■ **What you will do**
Output every line of the listing below unchanged.
-- start Exercise material --
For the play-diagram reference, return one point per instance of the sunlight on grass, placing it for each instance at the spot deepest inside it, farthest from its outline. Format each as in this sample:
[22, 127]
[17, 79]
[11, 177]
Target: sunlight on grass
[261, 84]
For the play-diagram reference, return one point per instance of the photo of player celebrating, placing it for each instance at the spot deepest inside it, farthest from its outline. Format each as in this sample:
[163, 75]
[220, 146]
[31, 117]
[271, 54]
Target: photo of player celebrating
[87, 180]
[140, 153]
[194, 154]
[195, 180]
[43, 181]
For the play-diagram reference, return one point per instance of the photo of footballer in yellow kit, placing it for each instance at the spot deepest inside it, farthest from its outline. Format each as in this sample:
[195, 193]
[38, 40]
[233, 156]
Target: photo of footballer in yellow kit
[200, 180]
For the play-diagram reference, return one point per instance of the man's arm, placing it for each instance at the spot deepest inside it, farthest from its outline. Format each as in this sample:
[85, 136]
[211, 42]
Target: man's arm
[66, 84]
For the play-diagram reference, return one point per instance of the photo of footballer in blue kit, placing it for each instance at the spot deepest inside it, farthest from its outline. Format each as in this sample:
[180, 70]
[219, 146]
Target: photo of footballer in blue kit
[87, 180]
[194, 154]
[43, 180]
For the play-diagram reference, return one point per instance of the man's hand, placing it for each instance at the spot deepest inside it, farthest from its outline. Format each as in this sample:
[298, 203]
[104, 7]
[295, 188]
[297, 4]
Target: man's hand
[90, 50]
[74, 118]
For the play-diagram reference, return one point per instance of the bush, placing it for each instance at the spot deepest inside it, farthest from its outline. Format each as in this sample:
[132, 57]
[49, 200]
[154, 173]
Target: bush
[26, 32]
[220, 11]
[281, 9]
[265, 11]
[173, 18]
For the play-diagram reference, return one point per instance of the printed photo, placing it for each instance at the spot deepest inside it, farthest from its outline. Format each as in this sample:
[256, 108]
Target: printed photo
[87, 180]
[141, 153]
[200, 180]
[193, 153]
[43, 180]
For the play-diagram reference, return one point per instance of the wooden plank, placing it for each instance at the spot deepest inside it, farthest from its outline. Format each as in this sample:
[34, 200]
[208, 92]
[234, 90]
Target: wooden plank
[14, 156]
-- end Exercise material --
■ **Exercise result**
For the play-diagram reference, return one point per instance of the sunlight on grass, placing it for each instance at the spot deepest inside it, farthest from its outline. Format each as in this sample:
[22, 127]
[17, 79]
[11, 177]
Target: sunlight on grass
[261, 84]
For the play-diagram reference, return one point per instance of the photo of player celebrating, placing it for each instance at the spot deepest inside it, farthest from its outline. Format each as in this sample:
[163, 75]
[220, 146]
[31, 117]
[271, 54]
Target: photo of player celebrating
[87, 180]
[140, 153]
[194, 154]
[195, 180]
[43, 181]
For the play-diagram reference, return one point per instance of the photo of footballer in yellow kit, placing it for each instance at the spot deepest inside it, farthest from its outline. Format each as in this sample:
[195, 193]
[38, 40]
[233, 156]
Target: photo of footballer in yellow kit
[200, 180]
For the play-diagram reference, return one point per instance of the man's arm, placing it for each instance at the spot deepest inside it, farthest from its outline. Format each as in this sample:
[85, 136]
[211, 42]
Target: man's arm
[66, 84]
For the play-diagram reference, return one point per instance of the photo of footballer in blue kit, placing it for each instance at the spot deepest inside it, farthest from its outline. Format each as in this sample:
[180, 70]
[219, 146]
Target: photo of footballer in blue kit
[87, 180]
[194, 154]
[43, 180]
For the play-diagram reference, return one point per instance of the man's hand, placing it for each instance at the spot deepest inside it, farthest from its outline. Format each as in this sample:
[298, 203]
[104, 7]
[295, 188]
[297, 4]
Target: man's hand
[90, 50]
[74, 118]
For the play-diagram reference, return one point per instance of the bush, placing it for each instance at the spot deepest inside it, farthest from its outline. Format each as in this sample:
[132, 57]
[49, 200]
[154, 173]
Target: bush
[26, 32]
[220, 11]
[281, 9]
[265, 11]
[173, 18]
For the play-diagram reference, return one point per instance of the printed photo, placing it for each instance at the spot deepest inside it, farthest from its outline. Format each as in this sample:
[256, 108]
Target: printed photo
[87, 180]
[141, 153]
[200, 180]
[193, 153]
[43, 180]
For the play-diagram reference, return one point per instance of the wooden plank, placing it for each instance at the spot deepest inside it, farthest from its outline. Format each as in this sample:
[34, 200]
[208, 92]
[234, 90]
Target: wooden plank
[14, 156]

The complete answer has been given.